Requirement> Pick out every line below that contains the word "brown", and copy each one in full.

....

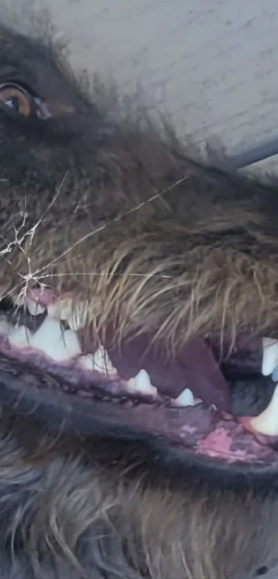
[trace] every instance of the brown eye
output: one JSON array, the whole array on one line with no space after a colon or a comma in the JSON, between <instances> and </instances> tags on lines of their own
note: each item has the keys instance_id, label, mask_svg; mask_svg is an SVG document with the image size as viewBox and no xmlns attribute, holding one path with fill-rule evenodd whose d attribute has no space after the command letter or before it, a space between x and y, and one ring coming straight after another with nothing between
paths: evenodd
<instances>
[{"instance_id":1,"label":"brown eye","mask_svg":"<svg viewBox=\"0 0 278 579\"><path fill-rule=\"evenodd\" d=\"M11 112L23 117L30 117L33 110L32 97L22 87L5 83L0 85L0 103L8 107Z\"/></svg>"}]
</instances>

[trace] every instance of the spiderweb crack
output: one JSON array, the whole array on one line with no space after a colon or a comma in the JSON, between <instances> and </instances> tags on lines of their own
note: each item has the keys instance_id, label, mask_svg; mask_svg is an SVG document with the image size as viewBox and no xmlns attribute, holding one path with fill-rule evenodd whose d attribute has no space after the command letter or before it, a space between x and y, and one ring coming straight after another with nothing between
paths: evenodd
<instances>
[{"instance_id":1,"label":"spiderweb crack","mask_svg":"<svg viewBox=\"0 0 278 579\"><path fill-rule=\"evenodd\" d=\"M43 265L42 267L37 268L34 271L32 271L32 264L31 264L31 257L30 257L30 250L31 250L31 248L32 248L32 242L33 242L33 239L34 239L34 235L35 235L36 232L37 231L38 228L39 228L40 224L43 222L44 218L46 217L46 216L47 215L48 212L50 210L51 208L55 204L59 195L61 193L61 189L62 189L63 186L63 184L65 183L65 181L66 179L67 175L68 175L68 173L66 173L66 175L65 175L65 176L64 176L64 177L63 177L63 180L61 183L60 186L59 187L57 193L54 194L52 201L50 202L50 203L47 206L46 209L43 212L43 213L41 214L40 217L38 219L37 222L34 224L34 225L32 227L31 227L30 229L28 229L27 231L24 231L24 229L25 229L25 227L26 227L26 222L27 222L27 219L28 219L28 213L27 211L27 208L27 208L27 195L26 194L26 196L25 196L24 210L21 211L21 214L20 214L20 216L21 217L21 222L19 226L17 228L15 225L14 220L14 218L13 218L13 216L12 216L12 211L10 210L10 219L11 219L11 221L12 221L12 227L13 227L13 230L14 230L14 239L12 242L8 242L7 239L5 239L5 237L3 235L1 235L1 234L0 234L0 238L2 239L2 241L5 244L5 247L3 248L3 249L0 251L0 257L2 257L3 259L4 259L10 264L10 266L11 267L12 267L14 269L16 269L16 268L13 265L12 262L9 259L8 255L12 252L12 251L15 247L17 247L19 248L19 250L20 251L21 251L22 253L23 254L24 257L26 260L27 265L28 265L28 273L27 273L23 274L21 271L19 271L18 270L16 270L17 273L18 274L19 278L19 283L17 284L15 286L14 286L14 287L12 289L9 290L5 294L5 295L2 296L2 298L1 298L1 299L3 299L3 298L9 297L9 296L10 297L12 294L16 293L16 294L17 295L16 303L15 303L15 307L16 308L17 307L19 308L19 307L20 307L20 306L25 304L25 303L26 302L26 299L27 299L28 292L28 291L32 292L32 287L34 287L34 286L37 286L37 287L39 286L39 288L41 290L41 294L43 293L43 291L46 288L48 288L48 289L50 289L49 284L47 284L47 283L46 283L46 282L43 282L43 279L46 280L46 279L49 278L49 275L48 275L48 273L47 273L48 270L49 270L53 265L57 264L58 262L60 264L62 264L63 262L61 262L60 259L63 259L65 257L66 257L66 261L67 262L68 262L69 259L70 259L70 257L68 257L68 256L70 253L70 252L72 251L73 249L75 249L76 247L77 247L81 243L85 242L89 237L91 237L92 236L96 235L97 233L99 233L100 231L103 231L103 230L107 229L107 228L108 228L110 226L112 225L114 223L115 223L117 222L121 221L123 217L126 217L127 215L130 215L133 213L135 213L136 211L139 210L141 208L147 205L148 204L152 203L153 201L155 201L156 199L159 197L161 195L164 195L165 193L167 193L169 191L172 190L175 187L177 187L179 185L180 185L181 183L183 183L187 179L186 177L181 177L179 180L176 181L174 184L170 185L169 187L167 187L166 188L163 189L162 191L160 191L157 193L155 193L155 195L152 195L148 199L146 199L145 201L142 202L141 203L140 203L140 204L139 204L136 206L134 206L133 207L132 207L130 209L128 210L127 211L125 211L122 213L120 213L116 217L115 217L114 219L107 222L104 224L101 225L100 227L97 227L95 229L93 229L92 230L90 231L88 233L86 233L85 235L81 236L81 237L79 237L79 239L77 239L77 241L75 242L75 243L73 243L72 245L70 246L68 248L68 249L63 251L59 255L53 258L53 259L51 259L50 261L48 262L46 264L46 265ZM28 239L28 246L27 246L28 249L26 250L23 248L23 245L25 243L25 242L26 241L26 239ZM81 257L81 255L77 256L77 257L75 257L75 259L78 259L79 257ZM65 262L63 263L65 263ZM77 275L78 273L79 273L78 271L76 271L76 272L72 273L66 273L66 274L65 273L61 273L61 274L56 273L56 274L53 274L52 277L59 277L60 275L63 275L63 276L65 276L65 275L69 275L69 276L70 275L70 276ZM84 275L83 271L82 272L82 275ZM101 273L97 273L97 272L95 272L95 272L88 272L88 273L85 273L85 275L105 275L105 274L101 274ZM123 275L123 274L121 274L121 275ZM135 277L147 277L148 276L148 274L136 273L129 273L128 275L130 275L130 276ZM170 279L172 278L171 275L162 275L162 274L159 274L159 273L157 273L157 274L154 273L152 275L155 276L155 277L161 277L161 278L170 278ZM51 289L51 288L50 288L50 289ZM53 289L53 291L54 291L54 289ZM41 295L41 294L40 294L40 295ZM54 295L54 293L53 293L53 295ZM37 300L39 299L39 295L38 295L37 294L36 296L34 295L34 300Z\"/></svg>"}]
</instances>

....

Answer to the problem>
[trace] every instance of the brown eye
[{"instance_id":1,"label":"brown eye","mask_svg":"<svg viewBox=\"0 0 278 579\"><path fill-rule=\"evenodd\" d=\"M11 112L23 117L30 117L33 110L32 97L22 87L5 83L0 85L0 103L8 107Z\"/></svg>"}]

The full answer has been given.